====== DATA FOR THE TASK

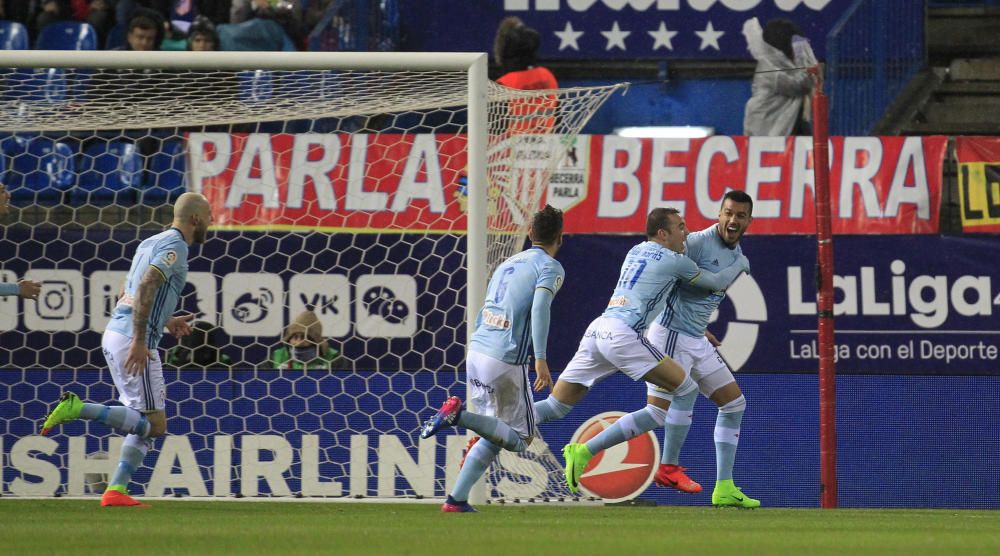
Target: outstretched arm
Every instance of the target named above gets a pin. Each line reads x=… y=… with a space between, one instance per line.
x=540 y=315
x=712 y=281
x=138 y=353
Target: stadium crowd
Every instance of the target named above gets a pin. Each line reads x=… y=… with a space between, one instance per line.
x=251 y=25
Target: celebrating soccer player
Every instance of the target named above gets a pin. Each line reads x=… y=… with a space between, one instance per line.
x=513 y=323
x=150 y=295
x=681 y=329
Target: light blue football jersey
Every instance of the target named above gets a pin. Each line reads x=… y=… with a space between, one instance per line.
x=503 y=329
x=167 y=252
x=690 y=310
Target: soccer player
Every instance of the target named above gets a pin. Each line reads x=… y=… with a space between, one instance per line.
x=513 y=323
x=614 y=341
x=26 y=289
x=682 y=331
x=150 y=295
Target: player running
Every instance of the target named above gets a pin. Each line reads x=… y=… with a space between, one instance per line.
x=650 y=275
x=150 y=295
x=513 y=324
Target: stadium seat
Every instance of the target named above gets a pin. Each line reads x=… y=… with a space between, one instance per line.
x=35 y=85
x=109 y=173
x=40 y=171
x=67 y=35
x=165 y=175
x=13 y=36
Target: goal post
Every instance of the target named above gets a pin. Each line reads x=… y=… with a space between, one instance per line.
x=376 y=189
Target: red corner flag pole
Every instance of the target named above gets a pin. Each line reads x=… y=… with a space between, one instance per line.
x=824 y=289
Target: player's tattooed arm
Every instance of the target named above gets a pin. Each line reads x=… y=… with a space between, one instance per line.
x=144 y=296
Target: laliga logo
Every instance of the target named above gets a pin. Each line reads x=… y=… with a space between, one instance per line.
x=740 y=337
x=622 y=471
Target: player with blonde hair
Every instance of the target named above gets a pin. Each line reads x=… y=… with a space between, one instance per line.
x=149 y=297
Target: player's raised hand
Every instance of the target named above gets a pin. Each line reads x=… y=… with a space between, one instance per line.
x=745 y=262
x=543 y=378
x=28 y=289
x=180 y=325
x=135 y=361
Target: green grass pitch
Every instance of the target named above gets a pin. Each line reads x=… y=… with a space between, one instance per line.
x=244 y=528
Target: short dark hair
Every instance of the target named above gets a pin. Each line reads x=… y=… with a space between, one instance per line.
x=546 y=226
x=659 y=219
x=738 y=197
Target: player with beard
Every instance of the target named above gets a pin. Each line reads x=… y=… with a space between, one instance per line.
x=681 y=331
x=147 y=301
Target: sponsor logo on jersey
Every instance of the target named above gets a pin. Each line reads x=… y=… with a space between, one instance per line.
x=169 y=258
x=618 y=301
x=623 y=471
x=495 y=320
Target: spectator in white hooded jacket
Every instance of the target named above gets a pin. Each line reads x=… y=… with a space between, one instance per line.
x=778 y=105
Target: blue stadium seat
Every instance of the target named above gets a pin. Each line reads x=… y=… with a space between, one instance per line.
x=109 y=173
x=67 y=35
x=40 y=84
x=165 y=175
x=13 y=36
x=40 y=171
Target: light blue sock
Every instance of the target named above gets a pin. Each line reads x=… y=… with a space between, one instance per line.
x=134 y=449
x=477 y=461
x=677 y=425
x=550 y=409
x=492 y=429
x=122 y=419
x=628 y=426
x=727 y=437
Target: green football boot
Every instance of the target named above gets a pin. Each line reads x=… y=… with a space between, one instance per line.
x=68 y=410
x=728 y=495
x=577 y=456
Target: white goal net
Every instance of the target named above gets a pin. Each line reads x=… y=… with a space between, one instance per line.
x=360 y=187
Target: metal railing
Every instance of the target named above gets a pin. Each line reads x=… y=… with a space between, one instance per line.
x=872 y=52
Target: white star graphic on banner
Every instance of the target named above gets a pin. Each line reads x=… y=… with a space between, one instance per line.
x=662 y=37
x=709 y=37
x=616 y=37
x=568 y=37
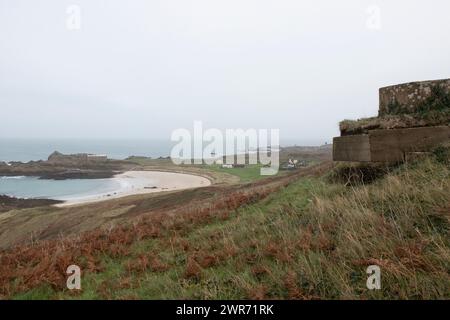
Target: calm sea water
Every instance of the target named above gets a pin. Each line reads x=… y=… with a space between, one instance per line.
x=39 y=149
x=32 y=187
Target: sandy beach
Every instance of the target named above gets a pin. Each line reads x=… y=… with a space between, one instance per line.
x=141 y=182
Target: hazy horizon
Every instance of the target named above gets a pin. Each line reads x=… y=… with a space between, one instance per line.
x=140 y=70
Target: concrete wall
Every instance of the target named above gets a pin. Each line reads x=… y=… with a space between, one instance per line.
x=408 y=96
x=388 y=145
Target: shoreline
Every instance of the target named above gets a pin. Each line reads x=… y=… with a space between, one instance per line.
x=142 y=182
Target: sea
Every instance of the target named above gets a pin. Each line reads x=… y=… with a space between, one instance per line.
x=25 y=150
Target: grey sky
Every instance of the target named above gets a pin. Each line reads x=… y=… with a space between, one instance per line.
x=144 y=68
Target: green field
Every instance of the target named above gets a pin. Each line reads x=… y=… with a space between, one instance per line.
x=311 y=240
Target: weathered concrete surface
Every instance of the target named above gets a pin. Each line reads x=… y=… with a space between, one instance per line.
x=407 y=97
x=388 y=145
x=351 y=147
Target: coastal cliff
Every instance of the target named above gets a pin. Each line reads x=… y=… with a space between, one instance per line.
x=61 y=167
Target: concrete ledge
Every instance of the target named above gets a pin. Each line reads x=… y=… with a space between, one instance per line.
x=388 y=145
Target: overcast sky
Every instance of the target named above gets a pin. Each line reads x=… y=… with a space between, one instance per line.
x=140 y=69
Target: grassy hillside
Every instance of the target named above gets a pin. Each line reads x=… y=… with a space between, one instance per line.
x=302 y=238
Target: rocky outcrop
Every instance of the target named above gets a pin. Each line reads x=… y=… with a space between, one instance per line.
x=61 y=167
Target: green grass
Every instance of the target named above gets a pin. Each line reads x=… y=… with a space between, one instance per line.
x=312 y=239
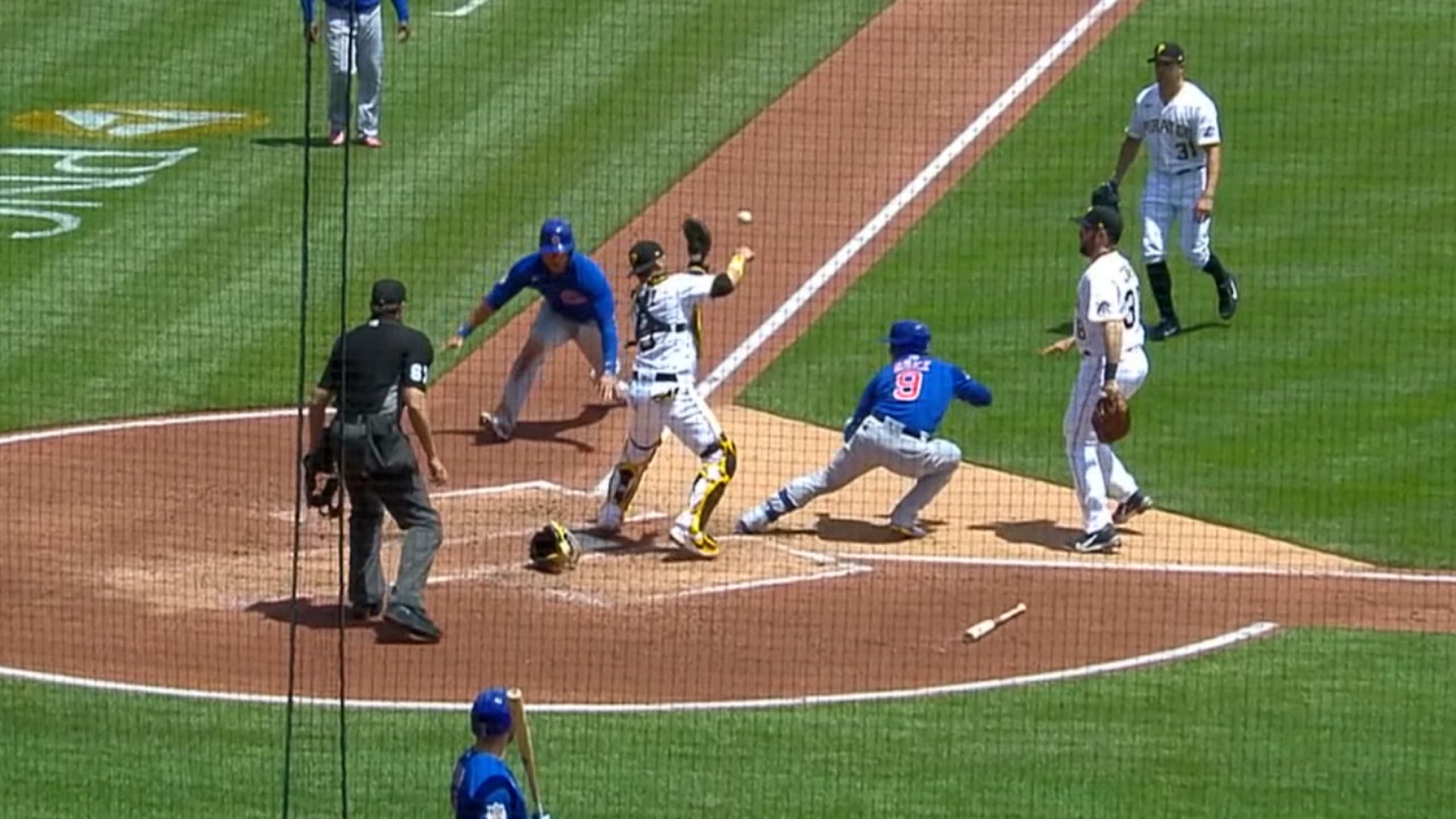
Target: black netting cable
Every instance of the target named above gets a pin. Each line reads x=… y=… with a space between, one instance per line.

============

> [WHAT IS BEING ASKED]
Turn every line of the listing above into a numbered list, skipping blank lines. Leave the pictures out of your answer.

> [OUTPUT BELOW]
1. Target: outstretched arm
2. Every instance of the target named above gets a pin. Each line reads x=… y=… with a space between, one instance per line.
3. x=540 y=315
4. x=712 y=281
5. x=138 y=353
6. Target: stadium crowd
7. Every instance of the target named above gets a pin. Each line reads x=… y=… with a space between, one instance per line.
8. x=251 y=25
9. Target: celebrating soccer player
10. Every instance of the target named above gets a pin. Each line reads x=… y=… with a space between, one instance per line.
11. x=513 y=323
12. x=150 y=295
13. x=681 y=329
14. Target: light blue football jersey
15. Every instance of the target named above gets a pin. Each line reads x=… y=… with a space between, one instance per line.
16. x=503 y=329
17. x=167 y=252
18. x=690 y=310
19. Target: soccer player
20. Every instance of the target named above gets a pin. Each line reads x=… y=… with a space between, one instance per line.
21. x=513 y=323
22. x=614 y=341
23. x=26 y=289
24. x=682 y=331
25. x=150 y=295
26. Target: player running
27. Every instance of the target named above gets a pin. Each line reads x=… y=… with a space between, one instance per line.
28. x=650 y=275
29. x=150 y=295
30. x=513 y=324
31. Target: stadium seat
32. Every instance of the target named above gets a pin. Each line reads x=… y=… with a space between, one instance per line.
33. x=35 y=85
34. x=109 y=173
35. x=40 y=171
36. x=67 y=35
37. x=165 y=175
38. x=13 y=36
39. Target: goal post
40. Every instance of the target named above gets a pin. Each line reads x=… y=… with a space between, one instance per line.
41. x=376 y=189
42. Target: red corner flag pole
43. Every instance of the target named above gets a pin. Each line reads x=… y=… with a space between, one instance per line.
44. x=824 y=289
45. Target: player's tattooed arm
46. Every instance of the target named above gets a pin. Each line reads x=… y=… with a space between, one instance per line.
47. x=144 y=296
48. Target: laliga logo
49. Every instance of the target named above gets a pin. Each line reads x=… y=… with a space between, one instance per line.
50. x=740 y=337
51. x=622 y=471
52. Target: player with blonde hair
53. Every instance of the target named above gets a pin. Each line reads x=… y=… with a space between, one instance per line.
54. x=149 y=297
55. Target: player's raised hand
56. Every instance of the target named above gets a pin. Each line reads x=… y=… with a space between, one instance per line.
57. x=745 y=262
58. x=543 y=378
59. x=28 y=289
60. x=180 y=325
61. x=135 y=361
62. Target: green grass pitch
63. Every instance of the target named above gets a pin. Each line reads x=… y=… with a space between, one instance per line.
64. x=244 y=528
65. Target: short dark hair
66. Every instance of the target named above gets a pin. Each line reads x=… y=… with a space between, one instance per line.
67. x=546 y=226
68. x=659 y=219
69. x=738 y=197
70. Target: player with beard
71. Every instance of the target named above gets a pin. Each line reads x=… y=… with a space between, one instance per line.
72. x=681 y=331
73. x=147 y=301
74. Target: sponsor logo on jersey
75. Every instance of the target named above gets a pin. Each line reads x=… y=… with a space between, one instance per line.
76. x=169 y=258
77. x=618 y=301
78. x=623 y=471
79. x=495 y=320
80. Target: spectator in white hooded jacket
81. Every instance of the target named above gets a pin. Each line reads x=… y=… with a space between, one instance per line.
82. x=778 y=105
83. Target: blue stadium seat
84. Every instance of the target named above gets a pin. Each line reads x=… y=… with a space between, one instance per line.
85. x=109 y=173
86. x=67 y=35
87. x=40 y=84
88. x=165 y=175
89. x=13 y=36
90. x=40 y=171
91. Target: light blue sock
92. Every instance of the target named above gets a pin. Each line reads x=… y=… with a space between, one instance per line.
93. x=134 y=449
94. x=477 y=461
95. x=677 y=425
96. x=550 y=409
97. x=492 y=429
98. x=122 y=419
99. x=628 y=426
100. x=727 y=437
101. Target: green football boot
102. Every instance of the target named above gets a pin. Each line reads x=… y=… with a space between, one instance per line.
103. x=68 y=410
104. x=728 y=495
105. x=577 y=456
106. Target: white goal net
107. Every instance of the target named above gets a pin. Each line reads x=… y=… with a space between, one instance per line.
108. x=360 y=187
109. Target: metal railing
110. Every instance of the target named above gets a pin. Each line reads x=… y=… with a space between, one instance per line.
111. x=872 y=52
112. Target: white star graphic on banner
113. Every instance of the target named above gets a pin. Each line reads x=… y=… with a space between, one instance per line.
114. x=662 y=37
115. x=709 y=37
116. x=616 y=37
117. x=568 y=37
118. Target: calm sea water
119. Every instance of the target named above gets a pin. Each line reads x=… y=… with a space between, one instance per line.
120. x=39 y=149
121. x=32 y=187
122. Target: sandy beach
123. Every instance of the target named above gets a pin. Each line reads x=… y=… with a space between, one instance per line.
124. x=141 y=182
125. Target: hazy horizon
126. Every instance of the target named above gets a pin. Each line reads x=… y=… with a space between, one instance per line.
127. x=140 y=70
128. Target: concrete wall
129. Every instance of the target named above gets a pin. Each line reads x=… y=… with a space between, one instance per line.
130. x=408 y=96
131. x=388 y=145
132. Target: shoreline
133. Every instance of the target named above gets a pin. Each line reads x=… y=… with a space between, one instance per line.
134. x=142 y=182
135. Target: sea
136. Every instance of the target named above gets a pin. Each line reads x=… y=… with a space between, one instance per line.
137. x=25 y=150
138. Target: grey sky
139. Every instance of the target named above gets a pin. Each line reads x=… y=… with a space between, one instance per line.
140. x=144 y=68
141. Target: green field
142. Every instance of the target named above gets a pin. Each line reads x=… y=… with a space between, one instance per line.
143. x=311 y=240
144. Target: weathered concrete surface
145. Every instance of the target named above gets a pin. Each line reads x=… y=… with a space between, one instance per line.
146. x=407 y=97
147. x=388 y=145
148. x=351 y=147
149. Target: coastal cliff
150. Every instance of the target named above gets a pin. Each line reads x=… y=… with a space between, one instance per line.
151. x=61 y=167
152. Target: concrete ledge
153. Every instance of the target named above gets a pin. Each line reads x=… y=… with a space between, one instance per line.
154. x=388 y=145
155. Target: overcast sky
156. Every instance of the target named above gets a pin. Each line reads x=… y=… with a space between, one instance per line.
157. x=140 y=69
158. Target: grassy hillside
159. Every instance of the target named above gets a pin. Each line reads x=… y=… with a space between, one instance per line.
160. x=302 y=238
161. Target: rocky outcrop
162. Every instance of the target named above gets a pin. Each line reads x=… y=… with a space between, one instance per line.
163. x=61 y=167
164. Target: green grass
165. Every instance of the target named above gets a pin. Each line reads x=… y=… with a space between, one instance per line.
166. x=312 y=239
167. Target: black netting cable
168. Every instance of the target named above gets a pin. Each line reads x=… y=… with a space between, one instance per line.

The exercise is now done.